Fast-forward to 2012, and DeCarvalho’s business struggled to weather the recession. DeCarvalho, now with a lightning bolt-shaped scar on his forehead from the brick incident, called Conway to explain that Furnando’s wouldn’t be open for Anthrocon.
So, naturally, Conway shared the news with the furry community, and “donations came pouring in” from across the world — even from people who had never been to Anthrocon or to Pittsburgh.
“Within five days, we had collected on the order of $22,000 in $10 and $15 and $20 donations from many people,” Conway said, and he headed to Pittsburgh with the money on what was expected to be the last day for Fernando’s Cafe. “That’s one of my favorite scenes from my entire life — the look on his face.”
With that donation, DeCarvalho stayed open for Anthrocon, wiped out a portion of debt, and closed up shop, seeking a career in ministry.
He passed the torch to Budak, who had already gotten in on the furry spirit at his Pizza Parma location a few blocks away on Penn Avenue.
That Pizza Parma location, by the way, is permanently moving to 963 Liberty Ave., because of a planned redevelopment on Penn Avenue. So the shop on Liberty will be now be known as Pizza Parma during year — except during Anthrocon season when it will transform into Furnando’s Furryland Cafe.
“This guy took it to the next level,” Budak said about DeCarvalho’s commitment. “After that point … I took to the next level from what he had.”
Budak said he asks furries what they need, trying “to find a way to make their life easier when they are here” — like offering straws and dog bowls.
“If a costumer was overheated and thirsty, he or she would have to duck into a corner or be forced to take off the head in public, which is sort of a taboo. You work so hard to create that illusion, and then it becomes shattered,” Conway explained. “The straws are 22-inch straws, and you can feed it through the muzzle, and you’re able to have a sip of water, no problem.”
As for the dog bowls, well, they’re more of a souvenir than a practical way to eat.
“You’re not going to see somebody planting their face in it — maybe for a photo op. But nobody likes to get to marinara sauce on their shirt,” Conway said.
Nobody likes to get marinara sauce on their ornate furry costume either.
Furries don’t limit their love to just Furnando’s Furryland Cafe.
Ten Penny, Bill’s Burgers, and Condado Tacos are other popular spots for Anthrocon attendees, said Conway, whose fursona consists of a lab coat with a cockroach drawn on the back.
“One of the hallmarks of furries: They absolutely love to eat,” Conway said. “They’re like adorable furry locusts descending on a city.”

● REQUIREMENT
Reproduce the passage on Furnando's Furryland Cafe from "That Pizza Parma" to "into Furnando’s Furryland Cafe." word for word. The entries that follow the text come from a separate source.

Rows of box annotation data
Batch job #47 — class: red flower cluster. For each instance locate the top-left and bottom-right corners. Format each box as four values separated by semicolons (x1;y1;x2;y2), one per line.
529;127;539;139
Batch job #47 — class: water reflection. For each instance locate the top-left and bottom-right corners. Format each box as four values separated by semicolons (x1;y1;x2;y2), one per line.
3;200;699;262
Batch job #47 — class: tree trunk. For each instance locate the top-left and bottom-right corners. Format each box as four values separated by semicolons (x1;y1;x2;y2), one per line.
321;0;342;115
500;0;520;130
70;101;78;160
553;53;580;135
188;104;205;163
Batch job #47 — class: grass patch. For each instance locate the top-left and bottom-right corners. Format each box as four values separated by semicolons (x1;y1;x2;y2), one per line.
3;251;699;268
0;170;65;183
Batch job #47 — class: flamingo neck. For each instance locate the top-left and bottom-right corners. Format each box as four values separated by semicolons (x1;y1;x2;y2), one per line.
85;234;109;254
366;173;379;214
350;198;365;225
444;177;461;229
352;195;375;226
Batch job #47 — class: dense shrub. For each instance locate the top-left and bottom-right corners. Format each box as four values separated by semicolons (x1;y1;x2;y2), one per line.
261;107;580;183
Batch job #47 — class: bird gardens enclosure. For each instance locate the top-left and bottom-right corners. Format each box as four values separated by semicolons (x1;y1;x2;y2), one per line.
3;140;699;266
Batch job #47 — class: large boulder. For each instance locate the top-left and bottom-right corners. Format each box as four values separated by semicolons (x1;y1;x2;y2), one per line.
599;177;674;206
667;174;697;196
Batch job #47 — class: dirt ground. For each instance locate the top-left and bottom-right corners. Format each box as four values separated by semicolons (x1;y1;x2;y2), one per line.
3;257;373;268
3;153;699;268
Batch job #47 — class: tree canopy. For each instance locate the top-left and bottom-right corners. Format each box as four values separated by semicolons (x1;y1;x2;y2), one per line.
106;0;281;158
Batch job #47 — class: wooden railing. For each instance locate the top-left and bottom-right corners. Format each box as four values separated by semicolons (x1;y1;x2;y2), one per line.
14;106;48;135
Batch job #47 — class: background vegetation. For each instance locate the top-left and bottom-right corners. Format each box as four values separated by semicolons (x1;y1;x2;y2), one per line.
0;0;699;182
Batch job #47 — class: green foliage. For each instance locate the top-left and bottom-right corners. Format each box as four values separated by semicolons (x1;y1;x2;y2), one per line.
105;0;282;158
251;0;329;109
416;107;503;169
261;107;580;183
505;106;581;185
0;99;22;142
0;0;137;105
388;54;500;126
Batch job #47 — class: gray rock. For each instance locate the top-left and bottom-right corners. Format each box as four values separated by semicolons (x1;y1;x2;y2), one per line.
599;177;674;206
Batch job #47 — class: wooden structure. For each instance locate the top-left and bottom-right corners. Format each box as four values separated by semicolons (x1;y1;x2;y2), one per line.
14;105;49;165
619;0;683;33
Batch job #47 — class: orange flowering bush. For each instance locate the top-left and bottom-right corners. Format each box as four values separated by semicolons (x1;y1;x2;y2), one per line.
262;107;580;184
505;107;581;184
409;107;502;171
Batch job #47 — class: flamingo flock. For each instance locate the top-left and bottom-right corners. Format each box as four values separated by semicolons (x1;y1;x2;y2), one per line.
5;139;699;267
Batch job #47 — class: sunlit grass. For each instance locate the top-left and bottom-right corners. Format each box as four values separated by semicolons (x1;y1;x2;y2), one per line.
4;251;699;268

● RESULT
That Pizza Parma location, by the way, is permanently moving to 963 Liberty Ave., because of a planned redevelopment on Penn Avenue. So the shop on Liberty will be now be known as Pizza Parma during year — except during Anthrocon season when it will transform into Furnando’s Furryland Cafe.